● **Stated task A**
Set down the part of the forum post about Dalits that opens with the words containing "Dalits are forced" and closes with "as 10 percent.", copying it word for word.
● **Stated task B**
Rewrite the part of the records that opens with the line containing "Expected: one point per instance of the water" and closes with the line containing "point(401, 123)", replacing "reflection" with "ripple" and leaving everything else unchanged. Give only those lines.

● **Selected text**

- - -

# Dalits: Come over and help us...



## Raj (Jun 7, 2007)

Facts about Dalits:


The word Dalit probably derives from the Hebrew root word "dal", which simply means crushed or broken. "…He hath sent me to bind up the broken-hearted." (Isaiah 61:1). Renowned Dalit scholars like Dr James Massey feel that the root word "dal" in Dalit could have been borrowed into Sanskrit from Hebrew. Dalits are commonly called "Untouchables." The word "Dalit" literally means "broken" or "crushed." 


Nearly 300 million Dalits live in India today. Caste discrimination also extends to Nepal, Sri Lanka and other countries where Hinduism is present. 


The Hindu caste system was created more than 3,000 years ago by invading Aryan tribes to prevent pollution of their race.

The four main castes are: 
Brahmins - priests and teachers 
Kshatriyas - rulers and soldiers 
Vaisyas - merchants and traders 
Sudras - laborers and servants 


The Dalits fall beneath this structure and are considered less than human. Their position in Asian society is justified by ancient Hindu religious texts such as The Laws of Manu. 


Dalits are expected to perform menial, degrading tasks that include unclogging sewers, disposing of dead bodies and cleaning latrines. 


Dalits are forced to live in separate settlements, prohibited from worshipping in temples, barred from using the village wells, and their children often denied education or made to sit in the back of the classroom. 


The Indian constitution outlaws the caste system and reserves nearly 25 percent of government jobs and university spots for Dalits. However, more than a million of these posts remain unfilled, or filled by dishonest non-Dalits. 


Even simple Dalit assertions of their lawful rights and privileges have touched off hate crimes against them by members of the upper castes. These have included rape, harrassment, violence and murder. 


The average literacy rate among Dalits is approximately 37 percent. Among some Dalit communities it is a low as 10 percent.

- - -

● **Data provided**
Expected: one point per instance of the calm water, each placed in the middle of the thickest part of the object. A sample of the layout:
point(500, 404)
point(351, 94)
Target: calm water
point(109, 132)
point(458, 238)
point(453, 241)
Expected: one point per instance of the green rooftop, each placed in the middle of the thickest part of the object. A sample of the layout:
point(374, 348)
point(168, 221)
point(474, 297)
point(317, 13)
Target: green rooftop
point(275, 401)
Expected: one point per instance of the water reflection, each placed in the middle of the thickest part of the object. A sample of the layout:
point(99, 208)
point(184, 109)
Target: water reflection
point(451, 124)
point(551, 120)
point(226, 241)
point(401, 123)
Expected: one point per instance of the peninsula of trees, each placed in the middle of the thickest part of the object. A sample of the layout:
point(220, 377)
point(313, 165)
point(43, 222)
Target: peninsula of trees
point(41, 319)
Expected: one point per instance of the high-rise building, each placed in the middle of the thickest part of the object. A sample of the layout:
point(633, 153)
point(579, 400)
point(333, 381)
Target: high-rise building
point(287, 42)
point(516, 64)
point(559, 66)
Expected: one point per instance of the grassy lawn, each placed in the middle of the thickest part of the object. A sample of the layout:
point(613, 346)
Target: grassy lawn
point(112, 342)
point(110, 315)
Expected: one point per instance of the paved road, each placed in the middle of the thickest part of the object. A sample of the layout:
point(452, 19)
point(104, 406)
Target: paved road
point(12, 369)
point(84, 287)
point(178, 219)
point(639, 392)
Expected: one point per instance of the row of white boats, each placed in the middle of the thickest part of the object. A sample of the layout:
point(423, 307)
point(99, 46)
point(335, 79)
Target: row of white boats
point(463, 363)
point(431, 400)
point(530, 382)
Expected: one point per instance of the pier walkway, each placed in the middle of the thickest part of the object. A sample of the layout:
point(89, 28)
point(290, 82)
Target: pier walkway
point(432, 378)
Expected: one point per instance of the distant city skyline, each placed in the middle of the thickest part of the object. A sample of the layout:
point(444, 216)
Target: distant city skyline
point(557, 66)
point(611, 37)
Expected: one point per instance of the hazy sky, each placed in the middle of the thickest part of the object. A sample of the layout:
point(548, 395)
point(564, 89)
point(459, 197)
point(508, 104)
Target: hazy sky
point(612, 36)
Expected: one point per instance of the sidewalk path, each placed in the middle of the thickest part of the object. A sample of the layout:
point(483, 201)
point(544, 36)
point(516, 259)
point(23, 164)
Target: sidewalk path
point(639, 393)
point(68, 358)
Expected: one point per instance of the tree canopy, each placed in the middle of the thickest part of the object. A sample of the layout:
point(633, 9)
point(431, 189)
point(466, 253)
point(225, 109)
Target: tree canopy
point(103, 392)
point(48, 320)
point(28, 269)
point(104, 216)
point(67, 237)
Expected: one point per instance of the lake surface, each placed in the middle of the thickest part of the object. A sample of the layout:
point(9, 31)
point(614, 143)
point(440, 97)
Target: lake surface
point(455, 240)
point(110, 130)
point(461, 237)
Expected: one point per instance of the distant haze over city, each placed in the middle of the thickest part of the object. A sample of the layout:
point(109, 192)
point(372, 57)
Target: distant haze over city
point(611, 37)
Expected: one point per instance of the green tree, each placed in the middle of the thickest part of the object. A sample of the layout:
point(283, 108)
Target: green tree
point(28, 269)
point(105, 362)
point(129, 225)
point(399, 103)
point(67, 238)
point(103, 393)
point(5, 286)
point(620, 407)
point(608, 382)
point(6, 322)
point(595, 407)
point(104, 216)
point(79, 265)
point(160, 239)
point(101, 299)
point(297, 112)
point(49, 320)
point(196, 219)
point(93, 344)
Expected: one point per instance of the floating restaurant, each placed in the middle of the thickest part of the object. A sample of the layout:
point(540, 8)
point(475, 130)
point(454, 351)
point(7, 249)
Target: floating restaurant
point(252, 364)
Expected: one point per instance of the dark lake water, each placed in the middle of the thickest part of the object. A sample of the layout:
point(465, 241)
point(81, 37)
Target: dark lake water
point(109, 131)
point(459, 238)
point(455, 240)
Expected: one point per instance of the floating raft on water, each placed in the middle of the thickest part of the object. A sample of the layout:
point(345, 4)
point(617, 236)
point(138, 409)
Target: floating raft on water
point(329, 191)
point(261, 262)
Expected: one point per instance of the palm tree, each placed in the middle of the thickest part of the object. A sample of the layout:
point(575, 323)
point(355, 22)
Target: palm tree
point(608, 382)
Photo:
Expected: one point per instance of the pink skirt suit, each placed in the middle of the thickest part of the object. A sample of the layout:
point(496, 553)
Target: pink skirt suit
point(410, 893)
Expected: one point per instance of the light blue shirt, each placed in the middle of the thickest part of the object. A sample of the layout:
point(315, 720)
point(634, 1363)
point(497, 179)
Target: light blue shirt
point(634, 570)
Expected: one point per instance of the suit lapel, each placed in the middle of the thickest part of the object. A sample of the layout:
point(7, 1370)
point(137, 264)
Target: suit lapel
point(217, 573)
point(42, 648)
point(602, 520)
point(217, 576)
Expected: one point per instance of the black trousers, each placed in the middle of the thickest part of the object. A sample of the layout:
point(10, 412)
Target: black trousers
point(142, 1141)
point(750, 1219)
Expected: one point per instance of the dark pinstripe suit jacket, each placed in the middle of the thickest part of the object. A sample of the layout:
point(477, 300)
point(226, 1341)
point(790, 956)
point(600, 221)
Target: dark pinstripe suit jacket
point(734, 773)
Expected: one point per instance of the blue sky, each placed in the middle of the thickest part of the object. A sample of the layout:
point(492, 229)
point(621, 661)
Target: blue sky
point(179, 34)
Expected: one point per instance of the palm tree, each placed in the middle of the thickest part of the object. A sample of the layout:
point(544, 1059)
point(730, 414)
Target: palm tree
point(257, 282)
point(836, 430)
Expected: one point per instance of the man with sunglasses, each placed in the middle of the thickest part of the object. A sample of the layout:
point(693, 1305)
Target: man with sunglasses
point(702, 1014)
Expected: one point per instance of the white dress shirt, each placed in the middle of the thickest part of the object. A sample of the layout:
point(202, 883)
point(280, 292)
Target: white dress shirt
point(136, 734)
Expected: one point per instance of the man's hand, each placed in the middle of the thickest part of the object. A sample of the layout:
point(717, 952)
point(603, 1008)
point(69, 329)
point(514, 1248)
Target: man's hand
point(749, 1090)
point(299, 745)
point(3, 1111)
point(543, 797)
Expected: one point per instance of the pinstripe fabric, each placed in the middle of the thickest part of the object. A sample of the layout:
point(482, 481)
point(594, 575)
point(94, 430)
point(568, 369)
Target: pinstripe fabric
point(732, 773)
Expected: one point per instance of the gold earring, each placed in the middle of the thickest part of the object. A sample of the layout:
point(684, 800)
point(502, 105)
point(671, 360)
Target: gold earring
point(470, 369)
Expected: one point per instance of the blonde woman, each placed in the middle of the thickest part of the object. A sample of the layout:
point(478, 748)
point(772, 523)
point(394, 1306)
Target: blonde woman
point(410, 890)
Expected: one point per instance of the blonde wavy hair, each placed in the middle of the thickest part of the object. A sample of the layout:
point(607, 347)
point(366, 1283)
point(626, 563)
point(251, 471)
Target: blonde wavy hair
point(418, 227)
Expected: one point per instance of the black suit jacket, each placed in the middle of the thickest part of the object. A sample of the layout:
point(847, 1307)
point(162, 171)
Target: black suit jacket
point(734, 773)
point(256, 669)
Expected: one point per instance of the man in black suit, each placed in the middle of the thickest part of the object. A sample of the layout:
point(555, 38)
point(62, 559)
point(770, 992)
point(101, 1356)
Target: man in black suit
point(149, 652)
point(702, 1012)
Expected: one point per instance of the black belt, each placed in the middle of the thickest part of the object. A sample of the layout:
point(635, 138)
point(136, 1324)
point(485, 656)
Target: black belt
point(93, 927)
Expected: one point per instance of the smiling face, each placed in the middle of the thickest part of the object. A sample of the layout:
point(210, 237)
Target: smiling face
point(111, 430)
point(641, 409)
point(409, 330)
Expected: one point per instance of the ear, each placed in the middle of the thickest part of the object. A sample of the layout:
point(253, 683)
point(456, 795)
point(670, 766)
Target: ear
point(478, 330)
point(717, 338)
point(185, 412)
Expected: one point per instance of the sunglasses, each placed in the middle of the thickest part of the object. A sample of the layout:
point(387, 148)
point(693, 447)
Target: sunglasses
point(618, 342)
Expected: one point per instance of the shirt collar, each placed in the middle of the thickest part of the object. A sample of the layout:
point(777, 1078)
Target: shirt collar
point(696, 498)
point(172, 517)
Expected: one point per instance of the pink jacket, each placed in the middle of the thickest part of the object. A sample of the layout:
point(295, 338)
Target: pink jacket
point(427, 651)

- - -

● **Worked solution A**
Dalits are forced to live in separate settlements, prohibited from worshipping in temples, barred from using the village wells, and their children often denied education or made to sit in the back of the classroom. 


The Indian constitution outlaws the caste system and reserves nearly 25 percent of government jobs and university spots for Dalits. However, more than a million of these posts remain unfilled, or filled by dishonest non-Dalits. 


Even simple Dalit assertions of their lawful rights and privileges have touched off hate crimes against them by members of the upper castes. These have included rape, harrassment, violence and murder. 


The average literacy rate among Dalits is approximately 37 percent. Among some Dalit communities it is a low as 10 percent.

● **Worked solution B**
Expected: one point per instance of the water ripple, each placed in the middle of the thickest part of the object. A sample of the layout:
point(99, 208)
point(184, 109)
Target: water ripple
point(451, 124)
point(551, 120)
point(226, 241)
point(401, 123)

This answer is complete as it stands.